▶ WRITTEN EXERCISE: Please rewrite all the records below, swapping every "innermost point" for "central point" and leaving everything else unchanged.

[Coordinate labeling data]
■ ■ ■ ■

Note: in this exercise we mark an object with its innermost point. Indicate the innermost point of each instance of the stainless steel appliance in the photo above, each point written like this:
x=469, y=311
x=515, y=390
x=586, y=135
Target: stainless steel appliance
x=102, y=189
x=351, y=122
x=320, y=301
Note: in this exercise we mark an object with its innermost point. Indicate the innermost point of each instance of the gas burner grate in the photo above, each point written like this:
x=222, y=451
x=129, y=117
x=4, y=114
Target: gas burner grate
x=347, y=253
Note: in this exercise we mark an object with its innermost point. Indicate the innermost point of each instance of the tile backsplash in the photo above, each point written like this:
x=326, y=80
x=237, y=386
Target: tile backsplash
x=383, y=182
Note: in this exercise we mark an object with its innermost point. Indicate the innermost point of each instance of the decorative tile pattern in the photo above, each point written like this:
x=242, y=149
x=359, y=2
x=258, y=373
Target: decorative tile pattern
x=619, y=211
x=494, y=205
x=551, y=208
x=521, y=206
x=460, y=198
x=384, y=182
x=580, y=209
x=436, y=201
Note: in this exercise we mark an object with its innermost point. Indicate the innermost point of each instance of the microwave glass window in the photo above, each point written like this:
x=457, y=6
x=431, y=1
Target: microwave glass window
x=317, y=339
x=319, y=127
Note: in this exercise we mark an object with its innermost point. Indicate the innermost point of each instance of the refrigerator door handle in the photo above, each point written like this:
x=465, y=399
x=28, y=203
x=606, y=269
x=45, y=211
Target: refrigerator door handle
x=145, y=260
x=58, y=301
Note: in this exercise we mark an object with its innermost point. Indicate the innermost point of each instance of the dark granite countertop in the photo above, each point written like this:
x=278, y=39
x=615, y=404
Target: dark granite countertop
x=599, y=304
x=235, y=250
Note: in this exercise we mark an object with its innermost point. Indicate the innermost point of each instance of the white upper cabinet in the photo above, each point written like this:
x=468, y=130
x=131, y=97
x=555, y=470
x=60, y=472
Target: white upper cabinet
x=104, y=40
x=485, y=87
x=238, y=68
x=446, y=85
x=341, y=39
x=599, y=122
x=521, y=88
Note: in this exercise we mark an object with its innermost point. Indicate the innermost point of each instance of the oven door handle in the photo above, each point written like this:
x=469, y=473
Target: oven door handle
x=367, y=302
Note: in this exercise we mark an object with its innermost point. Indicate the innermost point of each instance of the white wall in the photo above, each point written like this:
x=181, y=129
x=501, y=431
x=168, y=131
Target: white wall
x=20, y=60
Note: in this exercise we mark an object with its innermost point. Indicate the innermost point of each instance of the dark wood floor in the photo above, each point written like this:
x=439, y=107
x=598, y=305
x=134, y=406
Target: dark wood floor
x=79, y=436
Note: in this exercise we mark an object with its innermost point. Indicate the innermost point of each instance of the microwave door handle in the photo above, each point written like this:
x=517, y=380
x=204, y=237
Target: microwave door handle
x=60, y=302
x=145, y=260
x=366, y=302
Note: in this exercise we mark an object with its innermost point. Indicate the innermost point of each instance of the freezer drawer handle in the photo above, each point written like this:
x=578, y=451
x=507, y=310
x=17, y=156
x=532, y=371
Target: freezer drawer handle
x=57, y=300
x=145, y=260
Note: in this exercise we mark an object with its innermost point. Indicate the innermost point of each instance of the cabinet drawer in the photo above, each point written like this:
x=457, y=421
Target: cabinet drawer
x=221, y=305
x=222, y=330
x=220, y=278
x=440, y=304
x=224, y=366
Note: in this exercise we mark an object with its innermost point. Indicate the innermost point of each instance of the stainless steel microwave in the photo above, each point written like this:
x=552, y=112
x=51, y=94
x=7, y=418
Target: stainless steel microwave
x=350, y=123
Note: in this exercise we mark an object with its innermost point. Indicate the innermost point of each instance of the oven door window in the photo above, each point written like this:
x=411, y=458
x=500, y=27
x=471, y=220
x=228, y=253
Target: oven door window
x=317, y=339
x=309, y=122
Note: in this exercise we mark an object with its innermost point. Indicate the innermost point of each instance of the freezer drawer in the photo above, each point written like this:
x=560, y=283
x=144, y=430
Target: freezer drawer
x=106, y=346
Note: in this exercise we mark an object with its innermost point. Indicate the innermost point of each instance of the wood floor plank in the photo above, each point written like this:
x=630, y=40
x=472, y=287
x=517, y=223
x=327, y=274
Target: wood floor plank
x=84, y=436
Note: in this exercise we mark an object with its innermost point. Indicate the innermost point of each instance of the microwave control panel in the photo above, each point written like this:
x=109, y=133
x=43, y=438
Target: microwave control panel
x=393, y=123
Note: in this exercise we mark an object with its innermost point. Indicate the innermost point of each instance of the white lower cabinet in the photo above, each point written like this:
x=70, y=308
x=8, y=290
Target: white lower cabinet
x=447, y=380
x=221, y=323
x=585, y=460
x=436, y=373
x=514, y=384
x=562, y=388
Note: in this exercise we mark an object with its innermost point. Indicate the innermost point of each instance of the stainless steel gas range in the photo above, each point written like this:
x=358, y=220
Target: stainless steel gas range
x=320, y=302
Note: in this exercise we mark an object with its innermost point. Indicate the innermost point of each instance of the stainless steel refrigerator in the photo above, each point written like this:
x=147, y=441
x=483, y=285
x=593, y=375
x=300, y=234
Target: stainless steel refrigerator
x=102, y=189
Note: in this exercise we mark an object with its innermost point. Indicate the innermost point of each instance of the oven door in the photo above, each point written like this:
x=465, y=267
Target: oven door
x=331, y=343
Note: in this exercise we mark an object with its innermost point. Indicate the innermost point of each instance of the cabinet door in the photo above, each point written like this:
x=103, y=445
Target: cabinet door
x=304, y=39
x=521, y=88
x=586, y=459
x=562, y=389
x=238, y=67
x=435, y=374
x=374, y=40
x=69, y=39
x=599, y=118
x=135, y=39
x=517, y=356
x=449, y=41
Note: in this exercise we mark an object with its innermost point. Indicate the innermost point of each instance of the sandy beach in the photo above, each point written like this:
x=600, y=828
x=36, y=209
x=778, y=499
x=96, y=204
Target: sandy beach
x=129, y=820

■ ■ ■ ■

▶ SOLUTION TO THIS EXERCISE:
Note: in this exercise we mark an object with its central point. Indicate the central point of each instance of the stainless steel appliance in the photo above, each point written like this:
x=469, y=311
x=515, y=390
x=586, y=135
Target: stainless steel appliance
x=102, y=189
x=351, y=122
x=320, y=301
Note: in this exercise we mark an object with its central point. Indicate the central point of each instance of the gas burner grate in the photo above, each point written like this:
x=222, y=451
x=129, y=117
x=4, y=114
Target: gas burner grate
x=347, y=253
Note: in this exercise we mark an object with its central point. Indicate the central point of each instance of the tile backsplash in the photo above, each point written like this:
x=326, y=80
x=237, y=386
Target: tile backsplash
x=383, y=182
Note: in this exercise we mark an object with its central point. Indicate the central point of each instance of the decorative tile pattern in the photo above, each point written like this:
x=242, y=149
x=359, y=2
x=258, y=373
Target: decorative tile pattern
x=619, y=211
x=494, y=205
x=551, y=208
x=521, y=206
x=460, y=198
x=384, y=182
x=580, y=209
x=436, y=201
Note: in this exercise we mark an object with its central point. Indicate the central point of each instance of the microwave glass window in the photo above, each point written like this:
x=457, y=6
x=431, y=1
Target: microwave glass window
x=317, y=339
x=319, y=127
Note: in this exercise we mark an object with its central point. Indicate the central point of each instance of the refrigerator door handle in the photo above, each point written like this:
x=465, y=399
x=28, y=203
x=606, y=269
x=45, y=211
Target: refrigerator door handle
x=145, y=260
x=58, y=301
Note: in this exercise we mark an object with its central point. Indicate the central point of each instance of the dark granite countertop in the photo above, each point written like this:
x=278, y=39
x=615, y=404
Target: dark granite countertop
x=599, y=304
x=235, y=250
Note: in this exercise we mark an object with its central point. Indicate the central point of each instance of the white upper cabinet in the photo above, each point written like this:
x=468, y=130
x=131, y=97
x=555, y=470
x=60, y=472
Target: white upper cabinet
x=104, y=40
x=485, y=87
x=238, y=68
x=446, y=85
x=341, y=39
x=599, y=122
x=521, y=88
Note: in this exercise we mark an object with its central point. Indicate the central point of each instance of the oven door handle in the photo above, each point written like this:
x=469, y=473
Target: oven door handle
x=367, y=302
Note: in this exercise we mark an object with its central point. Indicate the central point of each instance of the white wall in the photo above, each point written like this:
x=181, y=129
x=501, y=431
x=168, y=131
Target: white wall
x=20, y=60
Note: in this exercise we mark an object with its central point. Indicate the central point of each instance of the dark wood floor in the photo above, each point written like this:
x=439, y=107
x=598, y=305
x=134, y=406
Target: dark wood floor
x=79, y=436
Note: in this exercise we mark an object with its central point. Indicate the central point of each instance of the microwave door handle in the photo above, each point written like this:
x=517, y=380
x=204, y=237
Target: microwave door handle
x=60, y=302
x=145, y=260
x=366, y=302
Note: in this exercise we mark an object with its central point. Indicate the central point of each instance of the freezer drawer handle in the photo above, each point written like this:
x=578, y=451
x=507, y=310
x=17, y=156
x=532, y=371
Target: freezer drawer handle
x=57, y=300
x=145, y=260
Note: in this exercise we mark an object with its central point. Indicate the central point of each instance of the cabinet drawer in the photo above, each point written like this:
x=457, y=421
Target: cabinet drawer
x=221, y=305
x=222, y=330
x=220, y=278
x=440, y=304
x=224, y=366
Note: in this exercise we mark an object with its central point. Indicate the central point of each instance of the stainless steel microwave in the photo above, each point written like this:
x=552, y=112
x=51, y=94
x=7, y=418
Target: stainless steel microwave
x=350, y=123
Note: in this exercise we mark an object with its central point. Indicate the central point of each instance of the oven door window in the photo above, each point written like this:
x=411, y=458
x=500, y=27
x=471, y=220
x=228, y=253
Target: oven door window
x=317, y=339
x=309, y=122
Note: in this exercise we mark an object with its central point. Indicate the central point of each instance of the freezer drawer in the photo above, each point written like this:
x=560, y=283
x=144, y=430
Target: freezer drawer
x=106, y=346
Note: in this exercise we mark an object with its central point. Indicate the central point of each instance of the wood floor plank in the photo above, each point written like this:
x=630, y=40
x=472, y=287
x=517, y=223
x=327, y=274
Target: wood floor plank
x=84, y=436
Note: in this exercise we mark an object with its central point. Indicate the central point of each instance of the microwave control panel in the photo above, each point written like this:
x=109, y=133
x=43, y=438
Target: microwave control panel
x=393, y=123
Note: in this exercise we mark an object with its central point. Indicate the central point of each instance of the white lower cabinet in the photo above, each point written like this:
x=70, y=308
x=8, y=290
Target: white lower cabinet
x=447, y=380
x=221, y=323
x=585, y=460
x=436, y=373
x=514, y=384
x=562, y=388
Note: in this exercise we mark an object with its central point. Indicate the central point of each instance of the stainless steel gas range in the photo above, each point written like this:
x=358, y=220
Target: stainless steel gas range
x=320, y=302
Note: in this exercise we mark an object with its central point. Indicate the central point of each instance of the stainless steel refrigerator in the photo above, each point written like this:
x=147, y=441
x=483, y=285
x=593, y=375
x=300, y=234
Target: stainless steel refrigerator
x=102, y=189
Note: in this exercise we mark an object with its central point. Indicate the central point of each instance of the oven door in the photo above, each point written like this:
x=465, y=267
Target: oven door
x=331, y=343
Note: in this exercise we mark an object with its central point. Indicate the central point of each instance of the cabinet door in the photo above, each point written like this:
x=103, y=445
Target: cabinet door
x=304, y=39
x=521, y=88
x=586, y=459
x=562, y=389
x=238, y=67
x=435, y=374
x=374, y=40
x=69, y=39
x=599, y=118
x=135, y=39
x=517, y=356
x=449, y=41
Note: in this exercise we mark an object with its central point. Indicate the central point of each instance of the sandy beach in the photo above, each point written like this:
x=600, y=828
x=36, y=209
x=778, y=499
x=96, y=204
Target: sandy beach
x=129, y=820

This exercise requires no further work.